▶ [REQUIREMENTS]
Could you copy the listing below verbatim, starting at the line that contains "Find the **rider" and ending at the final line of the listing, with both of those lines included?

▶ [DATA FOR THIS TASK]
┌──

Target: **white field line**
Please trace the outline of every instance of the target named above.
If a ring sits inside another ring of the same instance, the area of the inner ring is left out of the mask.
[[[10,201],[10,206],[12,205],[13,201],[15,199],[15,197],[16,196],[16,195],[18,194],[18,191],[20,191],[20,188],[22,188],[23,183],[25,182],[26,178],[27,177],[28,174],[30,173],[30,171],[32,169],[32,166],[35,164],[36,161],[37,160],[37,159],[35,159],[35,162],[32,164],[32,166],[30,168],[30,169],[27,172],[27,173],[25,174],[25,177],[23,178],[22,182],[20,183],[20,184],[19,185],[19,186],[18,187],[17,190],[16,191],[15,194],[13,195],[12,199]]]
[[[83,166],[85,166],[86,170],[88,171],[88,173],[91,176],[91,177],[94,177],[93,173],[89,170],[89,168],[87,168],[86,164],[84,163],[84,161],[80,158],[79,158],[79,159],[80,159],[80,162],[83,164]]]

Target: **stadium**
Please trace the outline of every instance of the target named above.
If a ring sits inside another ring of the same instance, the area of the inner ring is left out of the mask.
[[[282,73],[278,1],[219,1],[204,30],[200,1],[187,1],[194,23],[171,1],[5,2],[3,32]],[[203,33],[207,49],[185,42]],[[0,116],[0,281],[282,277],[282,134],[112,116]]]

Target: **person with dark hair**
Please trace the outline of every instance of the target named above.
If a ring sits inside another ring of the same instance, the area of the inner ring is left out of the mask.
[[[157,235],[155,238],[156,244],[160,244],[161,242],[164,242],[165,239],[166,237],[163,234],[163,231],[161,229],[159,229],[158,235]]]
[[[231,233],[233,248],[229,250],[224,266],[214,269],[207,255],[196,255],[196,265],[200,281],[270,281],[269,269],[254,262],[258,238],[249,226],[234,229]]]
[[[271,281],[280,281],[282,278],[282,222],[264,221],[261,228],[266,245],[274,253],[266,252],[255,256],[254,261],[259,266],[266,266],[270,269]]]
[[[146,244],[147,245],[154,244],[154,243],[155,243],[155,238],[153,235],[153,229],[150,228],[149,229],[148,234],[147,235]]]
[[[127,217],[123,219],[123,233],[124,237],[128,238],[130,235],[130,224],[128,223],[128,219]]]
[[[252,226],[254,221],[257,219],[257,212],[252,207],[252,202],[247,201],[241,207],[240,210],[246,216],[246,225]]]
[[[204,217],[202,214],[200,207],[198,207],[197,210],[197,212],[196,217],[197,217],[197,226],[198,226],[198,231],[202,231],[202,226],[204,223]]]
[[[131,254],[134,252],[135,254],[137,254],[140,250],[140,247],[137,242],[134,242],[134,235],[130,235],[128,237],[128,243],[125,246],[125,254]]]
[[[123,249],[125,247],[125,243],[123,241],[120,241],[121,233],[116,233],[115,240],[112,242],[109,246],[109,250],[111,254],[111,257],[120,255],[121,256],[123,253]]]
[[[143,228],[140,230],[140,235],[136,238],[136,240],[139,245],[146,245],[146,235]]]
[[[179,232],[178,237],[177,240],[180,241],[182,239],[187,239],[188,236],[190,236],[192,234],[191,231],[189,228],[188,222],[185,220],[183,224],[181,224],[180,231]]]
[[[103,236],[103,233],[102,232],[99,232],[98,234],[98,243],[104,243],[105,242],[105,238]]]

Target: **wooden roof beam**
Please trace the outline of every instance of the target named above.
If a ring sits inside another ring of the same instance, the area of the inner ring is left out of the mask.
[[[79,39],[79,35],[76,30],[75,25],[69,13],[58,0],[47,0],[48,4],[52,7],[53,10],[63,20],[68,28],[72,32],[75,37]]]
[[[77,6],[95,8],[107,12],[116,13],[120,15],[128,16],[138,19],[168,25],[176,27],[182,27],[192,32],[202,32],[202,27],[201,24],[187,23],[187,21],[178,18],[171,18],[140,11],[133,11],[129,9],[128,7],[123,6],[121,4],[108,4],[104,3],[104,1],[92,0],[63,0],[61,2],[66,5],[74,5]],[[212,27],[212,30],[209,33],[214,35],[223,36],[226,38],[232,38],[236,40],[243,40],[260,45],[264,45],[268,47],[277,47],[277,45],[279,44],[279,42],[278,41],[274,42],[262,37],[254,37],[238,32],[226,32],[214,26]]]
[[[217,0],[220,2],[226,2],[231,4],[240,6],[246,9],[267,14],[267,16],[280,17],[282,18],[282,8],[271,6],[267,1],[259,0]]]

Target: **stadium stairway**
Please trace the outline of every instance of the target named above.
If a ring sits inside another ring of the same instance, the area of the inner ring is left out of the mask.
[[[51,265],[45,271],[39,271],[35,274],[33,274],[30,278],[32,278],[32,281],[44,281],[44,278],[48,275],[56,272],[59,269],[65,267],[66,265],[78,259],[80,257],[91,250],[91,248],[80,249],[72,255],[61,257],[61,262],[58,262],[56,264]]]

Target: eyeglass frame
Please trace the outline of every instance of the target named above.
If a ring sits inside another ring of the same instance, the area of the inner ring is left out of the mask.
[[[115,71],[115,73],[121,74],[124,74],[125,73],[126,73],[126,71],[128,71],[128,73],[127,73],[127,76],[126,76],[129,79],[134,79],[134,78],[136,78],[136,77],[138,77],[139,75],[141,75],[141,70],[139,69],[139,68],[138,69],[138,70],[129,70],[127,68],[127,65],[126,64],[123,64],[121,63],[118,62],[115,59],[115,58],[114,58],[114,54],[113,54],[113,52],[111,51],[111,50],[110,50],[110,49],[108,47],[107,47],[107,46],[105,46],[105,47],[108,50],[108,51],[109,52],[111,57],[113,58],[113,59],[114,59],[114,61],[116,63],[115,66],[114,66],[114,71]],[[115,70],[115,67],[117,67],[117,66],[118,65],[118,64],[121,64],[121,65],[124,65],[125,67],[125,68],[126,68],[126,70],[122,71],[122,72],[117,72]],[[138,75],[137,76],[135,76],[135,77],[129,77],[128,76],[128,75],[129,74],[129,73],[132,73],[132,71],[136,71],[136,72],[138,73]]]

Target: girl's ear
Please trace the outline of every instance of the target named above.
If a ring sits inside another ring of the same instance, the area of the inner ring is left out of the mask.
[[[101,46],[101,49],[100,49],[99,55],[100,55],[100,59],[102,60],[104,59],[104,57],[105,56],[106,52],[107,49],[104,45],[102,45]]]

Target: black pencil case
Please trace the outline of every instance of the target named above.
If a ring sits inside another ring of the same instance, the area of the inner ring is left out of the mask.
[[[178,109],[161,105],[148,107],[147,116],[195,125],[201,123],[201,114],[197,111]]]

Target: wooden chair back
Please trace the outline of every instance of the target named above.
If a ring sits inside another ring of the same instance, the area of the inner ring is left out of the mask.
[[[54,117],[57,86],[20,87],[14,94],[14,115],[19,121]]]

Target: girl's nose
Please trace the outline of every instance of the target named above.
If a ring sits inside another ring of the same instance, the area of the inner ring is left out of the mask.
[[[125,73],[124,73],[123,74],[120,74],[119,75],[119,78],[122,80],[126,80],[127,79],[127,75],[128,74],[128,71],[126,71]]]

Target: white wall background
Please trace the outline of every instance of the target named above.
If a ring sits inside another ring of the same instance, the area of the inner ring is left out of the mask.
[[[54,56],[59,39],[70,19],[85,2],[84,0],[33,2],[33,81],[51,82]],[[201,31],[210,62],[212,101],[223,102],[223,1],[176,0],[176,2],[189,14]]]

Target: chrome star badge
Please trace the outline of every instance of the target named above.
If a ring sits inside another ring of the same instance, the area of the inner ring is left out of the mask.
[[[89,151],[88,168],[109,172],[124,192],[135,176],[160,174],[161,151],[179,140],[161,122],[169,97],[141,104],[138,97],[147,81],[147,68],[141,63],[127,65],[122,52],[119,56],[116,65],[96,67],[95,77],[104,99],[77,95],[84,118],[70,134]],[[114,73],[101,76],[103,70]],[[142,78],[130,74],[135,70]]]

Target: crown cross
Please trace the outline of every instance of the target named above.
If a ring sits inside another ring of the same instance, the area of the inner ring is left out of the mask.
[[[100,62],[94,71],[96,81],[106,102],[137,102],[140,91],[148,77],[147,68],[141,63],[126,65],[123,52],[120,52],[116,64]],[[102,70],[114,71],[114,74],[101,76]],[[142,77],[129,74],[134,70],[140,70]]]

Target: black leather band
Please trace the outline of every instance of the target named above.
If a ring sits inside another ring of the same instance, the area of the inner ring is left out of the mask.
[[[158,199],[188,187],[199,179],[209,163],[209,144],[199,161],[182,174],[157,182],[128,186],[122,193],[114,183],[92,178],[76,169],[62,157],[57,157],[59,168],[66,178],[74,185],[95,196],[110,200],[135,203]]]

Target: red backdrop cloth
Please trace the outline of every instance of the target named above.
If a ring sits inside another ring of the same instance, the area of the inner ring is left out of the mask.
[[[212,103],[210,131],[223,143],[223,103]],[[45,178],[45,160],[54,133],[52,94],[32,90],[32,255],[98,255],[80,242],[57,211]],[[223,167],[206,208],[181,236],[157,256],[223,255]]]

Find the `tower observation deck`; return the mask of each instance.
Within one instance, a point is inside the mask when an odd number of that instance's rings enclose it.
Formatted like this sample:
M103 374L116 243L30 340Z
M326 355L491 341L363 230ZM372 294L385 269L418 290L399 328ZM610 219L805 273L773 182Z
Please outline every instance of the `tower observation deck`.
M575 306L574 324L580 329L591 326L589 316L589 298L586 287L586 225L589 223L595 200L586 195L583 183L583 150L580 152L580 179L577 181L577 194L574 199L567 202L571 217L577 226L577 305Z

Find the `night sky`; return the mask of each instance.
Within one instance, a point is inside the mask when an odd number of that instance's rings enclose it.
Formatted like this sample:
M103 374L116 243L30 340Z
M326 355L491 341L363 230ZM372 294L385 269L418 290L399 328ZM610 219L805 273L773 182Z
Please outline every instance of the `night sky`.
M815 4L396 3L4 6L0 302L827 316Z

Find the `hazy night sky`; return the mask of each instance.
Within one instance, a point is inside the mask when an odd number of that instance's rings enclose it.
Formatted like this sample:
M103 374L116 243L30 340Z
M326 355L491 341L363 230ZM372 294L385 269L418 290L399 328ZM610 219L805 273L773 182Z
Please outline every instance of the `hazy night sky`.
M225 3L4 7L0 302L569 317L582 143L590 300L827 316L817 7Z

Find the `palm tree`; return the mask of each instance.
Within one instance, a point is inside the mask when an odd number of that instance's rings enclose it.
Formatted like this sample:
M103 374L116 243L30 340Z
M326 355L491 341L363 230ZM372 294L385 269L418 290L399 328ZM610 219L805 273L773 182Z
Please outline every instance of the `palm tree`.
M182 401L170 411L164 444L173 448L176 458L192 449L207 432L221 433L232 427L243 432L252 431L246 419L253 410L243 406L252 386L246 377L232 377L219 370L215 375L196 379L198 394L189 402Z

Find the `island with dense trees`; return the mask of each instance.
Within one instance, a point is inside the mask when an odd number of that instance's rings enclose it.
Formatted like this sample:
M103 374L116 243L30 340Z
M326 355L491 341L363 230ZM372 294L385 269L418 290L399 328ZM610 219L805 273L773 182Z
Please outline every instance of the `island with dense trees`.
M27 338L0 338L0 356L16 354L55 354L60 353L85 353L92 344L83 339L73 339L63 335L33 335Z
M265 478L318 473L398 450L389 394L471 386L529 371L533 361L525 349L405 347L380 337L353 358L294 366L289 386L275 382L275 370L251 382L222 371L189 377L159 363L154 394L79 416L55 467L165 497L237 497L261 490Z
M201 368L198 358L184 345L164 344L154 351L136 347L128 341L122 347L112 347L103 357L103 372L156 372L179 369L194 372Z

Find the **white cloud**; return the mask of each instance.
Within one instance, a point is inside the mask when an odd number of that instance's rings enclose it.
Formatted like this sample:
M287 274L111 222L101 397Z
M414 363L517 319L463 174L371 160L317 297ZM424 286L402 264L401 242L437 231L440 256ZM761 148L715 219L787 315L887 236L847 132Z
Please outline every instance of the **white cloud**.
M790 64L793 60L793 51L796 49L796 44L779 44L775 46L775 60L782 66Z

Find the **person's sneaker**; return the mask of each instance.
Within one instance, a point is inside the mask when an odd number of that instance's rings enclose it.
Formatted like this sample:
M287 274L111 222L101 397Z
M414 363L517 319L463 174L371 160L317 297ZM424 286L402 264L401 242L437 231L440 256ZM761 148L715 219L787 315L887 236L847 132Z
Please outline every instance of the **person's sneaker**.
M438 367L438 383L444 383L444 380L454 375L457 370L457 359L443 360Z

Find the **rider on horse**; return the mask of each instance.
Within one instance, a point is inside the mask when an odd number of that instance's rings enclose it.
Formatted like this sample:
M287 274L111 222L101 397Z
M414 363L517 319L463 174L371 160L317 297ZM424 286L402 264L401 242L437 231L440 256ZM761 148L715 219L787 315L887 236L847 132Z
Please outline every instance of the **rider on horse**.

└──

▶ [THE ANSWER]
Find the **rider on horse**; return the mask of each instance.
Within one instance, a point is inside the mask when an odd number of that instance's rings enclose it.
Formatted like this sample:
M287 274L111 222L101 397Z
M414 363L517 319L463 174L371 160L317 297ZM424 286L402 264L401 242L437 231L440 256ZM761 148L715 219L787 315L887 236L847 132Z
Please outline every instance of the **rider on horse**.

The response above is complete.